[Begin Source]
Single by Morissette

from the album Himig Handog 2017
- Language: Tagalog
- Released: October 6, 2017
- Genre: Pop; OPM;
- Length: 3:50
- Label: Star Music
- Songwriters: Joan Da; LJ Manzano;
- Producers: LJ Manzano; JM;

Music video
- . "Naririnig Mo Ba" on YouTube

= Naririnig Mo Ba =

"Naririnig Mo Ba" is a song first recorded by Filipino pop ballad song by singer Morissette, released in 2017 as part of the Himig Handog songwriting competition. The song was written and composed by LJ Manzano and Joan Da, with arrangements by Huly Ray Asidor and LJ Manzano. The song's official music video was produced by the Southern Luzon State University in Lucban, Quezon, and Big Minds Productions.

The song has been well received by listeners, with the official music video garnering over 11 million views on YouTube. Although the song did not win any awards in the songwriting competition, it won the Awit Award for Best Ballad Recording and earned a nomination for the Myx Music Award for Mellow Video of the Year in 2018.

== Music video ==
The official music video of the song was produced by Southern Luzon State University in Lucban, Quezon. It was released on Star Music's YouTube channel on November 4, 2017. The song garnered over 11 million views as of February 2024. Directed by Miguel Potestades, the video features picturesque scenes and heartfelt moments that complement the song's emotional theme.
[End Source]
[Begin Rows]
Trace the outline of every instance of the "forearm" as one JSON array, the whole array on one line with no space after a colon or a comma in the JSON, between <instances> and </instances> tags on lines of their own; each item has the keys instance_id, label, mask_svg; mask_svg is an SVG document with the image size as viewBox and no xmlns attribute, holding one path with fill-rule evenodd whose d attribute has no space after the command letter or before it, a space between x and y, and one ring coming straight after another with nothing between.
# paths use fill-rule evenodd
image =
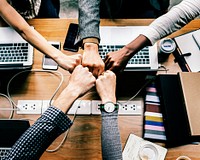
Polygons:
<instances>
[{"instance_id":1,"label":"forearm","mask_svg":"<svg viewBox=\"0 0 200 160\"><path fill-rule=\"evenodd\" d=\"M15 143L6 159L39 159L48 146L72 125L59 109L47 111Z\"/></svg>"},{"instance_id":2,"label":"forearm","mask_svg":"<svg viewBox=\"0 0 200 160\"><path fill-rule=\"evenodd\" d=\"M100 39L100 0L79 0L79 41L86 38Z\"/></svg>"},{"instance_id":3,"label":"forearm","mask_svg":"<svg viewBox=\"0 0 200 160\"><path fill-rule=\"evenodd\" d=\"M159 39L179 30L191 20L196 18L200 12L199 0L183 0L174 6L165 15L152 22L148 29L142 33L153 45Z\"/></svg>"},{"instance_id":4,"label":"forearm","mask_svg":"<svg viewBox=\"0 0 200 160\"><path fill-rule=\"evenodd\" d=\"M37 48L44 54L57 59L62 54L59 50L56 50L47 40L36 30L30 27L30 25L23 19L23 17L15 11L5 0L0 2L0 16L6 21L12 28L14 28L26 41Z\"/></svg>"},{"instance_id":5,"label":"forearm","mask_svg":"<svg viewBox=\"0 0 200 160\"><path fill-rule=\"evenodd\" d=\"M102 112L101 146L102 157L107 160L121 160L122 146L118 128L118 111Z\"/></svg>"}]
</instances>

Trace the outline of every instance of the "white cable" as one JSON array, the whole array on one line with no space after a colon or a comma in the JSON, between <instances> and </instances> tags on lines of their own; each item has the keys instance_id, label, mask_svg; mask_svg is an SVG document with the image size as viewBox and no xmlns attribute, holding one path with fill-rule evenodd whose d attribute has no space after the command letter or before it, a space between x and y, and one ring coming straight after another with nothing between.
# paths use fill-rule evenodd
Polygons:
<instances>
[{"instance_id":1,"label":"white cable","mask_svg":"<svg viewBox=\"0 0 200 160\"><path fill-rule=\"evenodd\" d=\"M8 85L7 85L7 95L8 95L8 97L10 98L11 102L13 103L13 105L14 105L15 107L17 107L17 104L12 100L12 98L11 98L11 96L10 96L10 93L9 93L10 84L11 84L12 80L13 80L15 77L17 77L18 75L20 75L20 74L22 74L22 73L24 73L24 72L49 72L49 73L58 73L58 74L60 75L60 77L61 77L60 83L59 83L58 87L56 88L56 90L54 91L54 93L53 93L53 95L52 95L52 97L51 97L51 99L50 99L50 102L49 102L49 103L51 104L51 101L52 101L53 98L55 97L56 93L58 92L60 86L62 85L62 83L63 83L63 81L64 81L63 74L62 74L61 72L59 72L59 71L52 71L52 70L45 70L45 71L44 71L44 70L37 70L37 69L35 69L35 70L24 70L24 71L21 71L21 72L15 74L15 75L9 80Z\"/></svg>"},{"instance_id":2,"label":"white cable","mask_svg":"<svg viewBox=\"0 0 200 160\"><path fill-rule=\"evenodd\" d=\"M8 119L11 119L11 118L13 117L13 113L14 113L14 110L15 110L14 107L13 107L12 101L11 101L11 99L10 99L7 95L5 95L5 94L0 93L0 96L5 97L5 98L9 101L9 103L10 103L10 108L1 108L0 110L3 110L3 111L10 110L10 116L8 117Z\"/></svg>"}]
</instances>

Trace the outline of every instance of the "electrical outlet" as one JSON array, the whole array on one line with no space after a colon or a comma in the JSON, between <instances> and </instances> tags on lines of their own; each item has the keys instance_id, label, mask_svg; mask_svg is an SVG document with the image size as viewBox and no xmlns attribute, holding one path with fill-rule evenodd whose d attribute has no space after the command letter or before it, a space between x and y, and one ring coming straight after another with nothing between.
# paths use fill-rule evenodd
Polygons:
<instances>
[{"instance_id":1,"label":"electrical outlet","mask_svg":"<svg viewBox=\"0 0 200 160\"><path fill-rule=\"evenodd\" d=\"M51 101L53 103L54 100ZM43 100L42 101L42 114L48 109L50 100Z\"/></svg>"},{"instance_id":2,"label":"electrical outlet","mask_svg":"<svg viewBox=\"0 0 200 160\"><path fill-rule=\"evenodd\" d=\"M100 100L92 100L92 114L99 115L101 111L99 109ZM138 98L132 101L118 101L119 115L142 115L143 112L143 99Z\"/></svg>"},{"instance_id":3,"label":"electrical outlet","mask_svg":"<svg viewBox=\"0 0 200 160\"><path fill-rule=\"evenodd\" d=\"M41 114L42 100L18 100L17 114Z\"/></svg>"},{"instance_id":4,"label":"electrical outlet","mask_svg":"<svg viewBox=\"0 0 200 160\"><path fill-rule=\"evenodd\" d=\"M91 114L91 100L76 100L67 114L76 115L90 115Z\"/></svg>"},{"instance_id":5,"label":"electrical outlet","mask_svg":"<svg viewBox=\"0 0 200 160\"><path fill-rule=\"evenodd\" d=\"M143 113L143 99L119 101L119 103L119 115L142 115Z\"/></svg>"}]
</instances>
[End Rows]
[Begin Rows]
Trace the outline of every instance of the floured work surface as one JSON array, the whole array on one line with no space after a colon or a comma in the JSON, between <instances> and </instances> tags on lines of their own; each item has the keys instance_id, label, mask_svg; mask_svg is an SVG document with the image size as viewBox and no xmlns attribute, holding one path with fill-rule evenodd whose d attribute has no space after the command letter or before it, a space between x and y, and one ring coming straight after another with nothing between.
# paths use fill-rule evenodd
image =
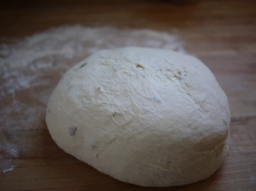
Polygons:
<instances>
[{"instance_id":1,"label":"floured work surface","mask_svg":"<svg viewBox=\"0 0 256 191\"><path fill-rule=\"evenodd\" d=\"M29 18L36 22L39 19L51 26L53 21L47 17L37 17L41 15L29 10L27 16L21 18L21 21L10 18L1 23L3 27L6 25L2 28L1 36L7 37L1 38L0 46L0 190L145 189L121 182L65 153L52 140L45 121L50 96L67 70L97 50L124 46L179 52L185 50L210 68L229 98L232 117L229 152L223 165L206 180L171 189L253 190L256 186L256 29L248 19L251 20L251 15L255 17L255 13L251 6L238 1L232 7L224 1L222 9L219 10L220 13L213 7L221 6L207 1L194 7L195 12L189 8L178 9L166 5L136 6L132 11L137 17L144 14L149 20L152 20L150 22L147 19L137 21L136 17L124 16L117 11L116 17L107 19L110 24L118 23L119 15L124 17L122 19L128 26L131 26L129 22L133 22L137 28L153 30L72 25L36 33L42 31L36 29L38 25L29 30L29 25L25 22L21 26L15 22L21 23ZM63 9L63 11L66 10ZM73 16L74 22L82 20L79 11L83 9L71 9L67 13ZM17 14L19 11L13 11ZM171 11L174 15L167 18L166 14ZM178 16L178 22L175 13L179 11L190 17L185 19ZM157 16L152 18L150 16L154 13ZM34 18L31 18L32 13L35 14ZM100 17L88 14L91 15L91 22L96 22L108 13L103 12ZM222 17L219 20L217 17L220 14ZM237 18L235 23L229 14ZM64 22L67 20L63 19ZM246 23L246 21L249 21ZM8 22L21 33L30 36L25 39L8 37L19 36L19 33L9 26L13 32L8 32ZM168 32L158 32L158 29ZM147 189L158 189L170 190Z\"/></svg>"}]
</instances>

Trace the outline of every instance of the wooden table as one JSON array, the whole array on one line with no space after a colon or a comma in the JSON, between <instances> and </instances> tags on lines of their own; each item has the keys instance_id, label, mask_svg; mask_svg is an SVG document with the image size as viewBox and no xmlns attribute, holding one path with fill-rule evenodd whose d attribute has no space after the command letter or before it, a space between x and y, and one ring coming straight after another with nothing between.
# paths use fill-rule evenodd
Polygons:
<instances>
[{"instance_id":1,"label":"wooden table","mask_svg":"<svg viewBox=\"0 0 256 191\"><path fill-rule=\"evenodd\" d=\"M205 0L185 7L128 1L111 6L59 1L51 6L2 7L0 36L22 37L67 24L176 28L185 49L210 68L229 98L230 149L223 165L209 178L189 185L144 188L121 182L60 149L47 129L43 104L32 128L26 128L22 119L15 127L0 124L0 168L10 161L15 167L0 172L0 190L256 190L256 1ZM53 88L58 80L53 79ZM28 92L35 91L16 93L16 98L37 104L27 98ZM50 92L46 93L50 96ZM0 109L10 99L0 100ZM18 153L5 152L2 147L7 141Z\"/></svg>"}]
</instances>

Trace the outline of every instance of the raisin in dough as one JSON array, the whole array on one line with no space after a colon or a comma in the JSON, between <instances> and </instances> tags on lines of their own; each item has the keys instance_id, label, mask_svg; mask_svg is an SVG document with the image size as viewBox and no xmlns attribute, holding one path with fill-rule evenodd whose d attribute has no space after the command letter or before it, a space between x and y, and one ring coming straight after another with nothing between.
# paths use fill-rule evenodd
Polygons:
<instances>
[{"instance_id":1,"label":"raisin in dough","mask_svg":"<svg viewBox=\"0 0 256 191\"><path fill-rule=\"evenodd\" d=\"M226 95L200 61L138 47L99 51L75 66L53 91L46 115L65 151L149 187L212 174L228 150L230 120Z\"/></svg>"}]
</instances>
[End Rows]
[Begin Rows]
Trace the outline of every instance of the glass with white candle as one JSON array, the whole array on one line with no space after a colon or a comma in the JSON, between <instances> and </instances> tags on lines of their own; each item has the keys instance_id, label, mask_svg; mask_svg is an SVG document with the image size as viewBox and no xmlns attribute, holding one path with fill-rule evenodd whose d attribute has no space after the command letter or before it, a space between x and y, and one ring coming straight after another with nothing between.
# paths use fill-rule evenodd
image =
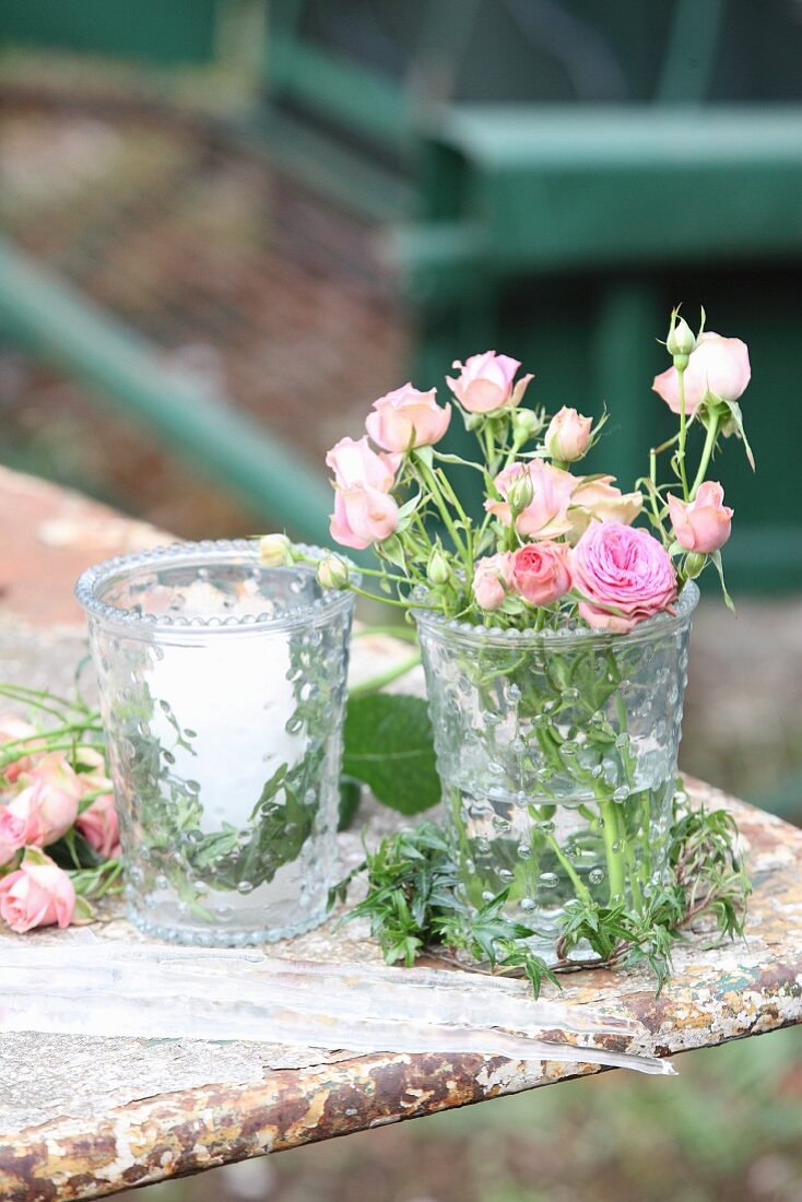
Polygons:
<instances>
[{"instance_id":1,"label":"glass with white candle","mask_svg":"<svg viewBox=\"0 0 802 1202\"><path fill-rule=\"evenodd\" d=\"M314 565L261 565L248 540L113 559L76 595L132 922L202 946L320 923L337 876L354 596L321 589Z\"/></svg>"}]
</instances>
[End Rows]
What is being asked ->
Reproduce the song article, starting at the words "The song has" and stopping after "Year in 2018.", with "listeners" swapped for "audiences". The listing plays no role here.

Response ->
The song has been well received by audiences, with the official music video garnering over 11 million views on YouTube. Although the song did not win any awards in the songwriting competition, it won the Awit Award for Best Ballad Recording and earned a nomination for the Myx Music Award for Mellow Video of the Year in 2018.